> [Auszug aus der Quelle]:

Und diese Doppel-Missionen sind erfolgreich?

Das kann man schon so sagen, denn beide Seiten haben etwas davon. So bekommen die UN Unterstützung auch in komplizierten Einsätzen, und die EU oder die NATO können auf ihre eigenen Strukturen zurückgreifen.

Andererseits kann jeder Soldat und jeder Hubschrauber nur einmal eingesetzt werden, und wenn die Kräfte schon in EU- oder NATO-Operationen eingebunden sind, stehen sie der UN nicht mehr zur Verfügung. Das ist dann eine Art Zwei-Klassen-Friedenssicherung mit womöglich schlechter ausgestatteten UN-Missionen. Im Kosovo und in Bosnien-Herzegowina haben solche Einsätze auf der Basis eines UN-Mandates mit der NATO und EU aber gut funktioniert.

Es werden auch alternative Formate zur Friedenssicherung diskutiert, wie weit gediehen sind diese Überlegungen?

> [Daten]:
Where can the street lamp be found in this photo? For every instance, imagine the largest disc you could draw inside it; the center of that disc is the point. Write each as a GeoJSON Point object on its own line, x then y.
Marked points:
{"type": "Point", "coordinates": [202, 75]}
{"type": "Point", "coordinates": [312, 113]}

> [Die Aufgaben]:
[1] Nenne die beiden Gebiete, in denen laut dem Auszug über Friedenssicherung Einsätze mit UN-Mandat zusammen mit NATO und EU gut funktioniert haben.
[2] Führe den Auszug über Friedenssicherung im Anschluss an seinen letzten Satz weiter.
Das Material hat hiermit nichts zu tun.

> [Antworten im Einzelnen]:
[1] Im Kosovo und in Bosnien-Herzegowina.

[2]
Die Ideen kommen immer mal wieder auf, wenn man mit der UNO unzufrieden ist. Dann werden sogenannte Club-Governance-Formate diskutiert, um mit einer kleineren Zahl von Mitgliedern schneller zu Ergebnissen zu kommen. Diesen fehlt aber schlicht die Legitimation, während die UNO mit ihrer Charta das Völkerrecht und die Staatengemeinschaft repräsentiert. Das ist letztlich der einzige legitime Rahmen für weitreichende Entscheidungen über Krieg und Frieden.

Die G7- oder die G20-Staaten etwa haben faktisch viel Macht und können große politische Wirkung entfalten, aber die rechtliche Legitimation hat nur die UNO.

Die Staatengemeinschaft steht neben der Konfliktbewältigung noch vor weiteren großen Herausforderungen. Welches Problem muss vor allem gelöst werden?

Die entscheidende Aufgabe besteht darin, etwas gegen die ungleiche Entwicklung in der Welt zu unternehmen. Es gibt eine himmelschreiende Ungerechtigkeit, was die Zugänge zu Lebenschancen betrifft.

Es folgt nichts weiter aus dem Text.